Extracted records:
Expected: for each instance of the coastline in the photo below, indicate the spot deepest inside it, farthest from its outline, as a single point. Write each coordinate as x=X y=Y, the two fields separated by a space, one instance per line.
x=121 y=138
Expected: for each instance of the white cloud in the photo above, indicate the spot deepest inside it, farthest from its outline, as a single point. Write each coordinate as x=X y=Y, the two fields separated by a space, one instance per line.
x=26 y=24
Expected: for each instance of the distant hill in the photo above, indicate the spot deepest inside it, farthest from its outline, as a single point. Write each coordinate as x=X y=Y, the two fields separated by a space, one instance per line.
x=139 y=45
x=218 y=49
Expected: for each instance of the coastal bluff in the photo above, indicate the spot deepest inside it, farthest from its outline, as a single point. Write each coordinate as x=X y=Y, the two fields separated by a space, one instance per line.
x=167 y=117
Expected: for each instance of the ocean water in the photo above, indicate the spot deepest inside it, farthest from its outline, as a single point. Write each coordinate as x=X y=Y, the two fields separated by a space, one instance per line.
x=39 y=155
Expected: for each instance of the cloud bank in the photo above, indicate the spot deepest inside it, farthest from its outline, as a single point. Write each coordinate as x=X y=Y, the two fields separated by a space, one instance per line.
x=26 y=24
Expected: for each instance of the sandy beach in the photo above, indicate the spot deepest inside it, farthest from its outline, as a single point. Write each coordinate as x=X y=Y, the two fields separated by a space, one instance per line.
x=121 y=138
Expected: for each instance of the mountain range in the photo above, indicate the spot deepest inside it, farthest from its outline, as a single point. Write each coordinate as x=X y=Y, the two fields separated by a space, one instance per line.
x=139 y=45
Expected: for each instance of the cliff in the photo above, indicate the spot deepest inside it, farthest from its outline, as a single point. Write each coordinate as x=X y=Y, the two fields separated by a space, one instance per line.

Required action
Each line from the one containing "Expected: for each instance of the cloud" to the end of the records should be echoed exactly, and no other line.

Exercise result
Expected: for each instance of the cloud bank in the photo above, indicate the spot deepest inside it, farthest from its outline, as a single point. Write each coordinate as x=X y=Y, the two fields separated by a space, one instance per line.
x=26 y=24
Expected: for each instance of the sandy beach in the photo above, indicate the spot deepest inside it, farthest from its outline, as a single point. Write each coordinate as x=X y=Y, the two fields separated by a space, one instance per line.
x=121 y=138
Expected: for each instance of the mountain range in the photo above, indicate the spot deepest inside it, farthest from its outline, as a single point. Write each coordinate as x=X y=Y, the two fields separated by a space, one instance per line.
x=139 y=45
Expected: for each instance of the cliff in the photo above, indicate the spot deepest inside it, farthest from its outline, as a single point. Write each coordinate as x=X y=Y, the two fields separated by a space, one instance per line.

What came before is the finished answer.